▸ OBJECTIVE: List every line in the items below that contains the word "gold", matching case exactly.
··········
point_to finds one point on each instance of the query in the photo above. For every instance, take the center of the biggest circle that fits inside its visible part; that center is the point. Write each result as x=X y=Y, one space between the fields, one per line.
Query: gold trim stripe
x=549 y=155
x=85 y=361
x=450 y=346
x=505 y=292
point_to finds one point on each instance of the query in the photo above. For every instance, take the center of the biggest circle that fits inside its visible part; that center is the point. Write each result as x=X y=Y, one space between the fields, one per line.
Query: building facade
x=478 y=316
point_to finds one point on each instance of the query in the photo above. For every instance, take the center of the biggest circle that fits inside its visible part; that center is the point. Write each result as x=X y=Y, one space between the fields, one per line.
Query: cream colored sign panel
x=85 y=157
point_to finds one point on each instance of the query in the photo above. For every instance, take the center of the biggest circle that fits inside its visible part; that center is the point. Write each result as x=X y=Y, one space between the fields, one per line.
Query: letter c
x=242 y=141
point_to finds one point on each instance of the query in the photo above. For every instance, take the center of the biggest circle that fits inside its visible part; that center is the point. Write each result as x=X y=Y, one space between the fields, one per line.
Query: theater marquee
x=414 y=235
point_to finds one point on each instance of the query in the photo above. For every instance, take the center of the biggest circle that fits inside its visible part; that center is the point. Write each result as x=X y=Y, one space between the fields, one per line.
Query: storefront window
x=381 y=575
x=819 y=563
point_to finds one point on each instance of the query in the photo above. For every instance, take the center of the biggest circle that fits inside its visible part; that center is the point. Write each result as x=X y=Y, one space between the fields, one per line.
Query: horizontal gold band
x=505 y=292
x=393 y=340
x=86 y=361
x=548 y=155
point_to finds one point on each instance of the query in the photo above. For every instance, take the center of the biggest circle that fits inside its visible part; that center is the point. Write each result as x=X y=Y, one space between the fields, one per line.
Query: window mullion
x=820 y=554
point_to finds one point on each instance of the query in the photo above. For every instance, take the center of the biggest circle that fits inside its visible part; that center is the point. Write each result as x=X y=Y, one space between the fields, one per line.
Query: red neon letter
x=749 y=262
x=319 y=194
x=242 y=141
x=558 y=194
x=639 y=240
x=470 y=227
··········
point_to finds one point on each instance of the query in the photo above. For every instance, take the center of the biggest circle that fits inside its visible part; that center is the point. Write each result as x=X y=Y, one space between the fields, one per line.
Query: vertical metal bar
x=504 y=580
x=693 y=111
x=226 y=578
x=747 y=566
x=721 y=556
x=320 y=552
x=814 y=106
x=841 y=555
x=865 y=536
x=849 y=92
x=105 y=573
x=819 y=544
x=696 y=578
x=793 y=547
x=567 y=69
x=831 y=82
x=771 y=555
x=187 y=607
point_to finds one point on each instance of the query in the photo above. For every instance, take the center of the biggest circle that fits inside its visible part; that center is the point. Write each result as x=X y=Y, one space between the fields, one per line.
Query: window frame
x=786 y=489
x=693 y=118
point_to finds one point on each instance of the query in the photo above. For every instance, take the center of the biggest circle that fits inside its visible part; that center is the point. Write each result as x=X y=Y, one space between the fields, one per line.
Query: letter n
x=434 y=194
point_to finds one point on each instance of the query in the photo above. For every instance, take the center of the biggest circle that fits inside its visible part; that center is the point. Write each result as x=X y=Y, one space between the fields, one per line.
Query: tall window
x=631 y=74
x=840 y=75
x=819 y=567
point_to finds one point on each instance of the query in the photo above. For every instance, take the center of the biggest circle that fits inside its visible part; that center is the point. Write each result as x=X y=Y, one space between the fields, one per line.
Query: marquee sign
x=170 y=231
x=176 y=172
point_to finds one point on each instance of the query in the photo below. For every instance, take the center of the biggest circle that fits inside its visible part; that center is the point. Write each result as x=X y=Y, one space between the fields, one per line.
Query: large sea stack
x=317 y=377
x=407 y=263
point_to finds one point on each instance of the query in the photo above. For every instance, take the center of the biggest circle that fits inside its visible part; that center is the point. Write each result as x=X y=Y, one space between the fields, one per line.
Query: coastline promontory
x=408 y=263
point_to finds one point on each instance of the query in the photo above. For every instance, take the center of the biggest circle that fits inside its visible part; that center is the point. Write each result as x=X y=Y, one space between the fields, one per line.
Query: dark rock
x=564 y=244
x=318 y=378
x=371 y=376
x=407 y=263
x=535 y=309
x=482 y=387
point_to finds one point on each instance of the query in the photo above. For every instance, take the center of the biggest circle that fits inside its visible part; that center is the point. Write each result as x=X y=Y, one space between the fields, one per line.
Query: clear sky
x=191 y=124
··········
▸ THE RESULT:
Query: gold trim stripe
Query: horizontal gold band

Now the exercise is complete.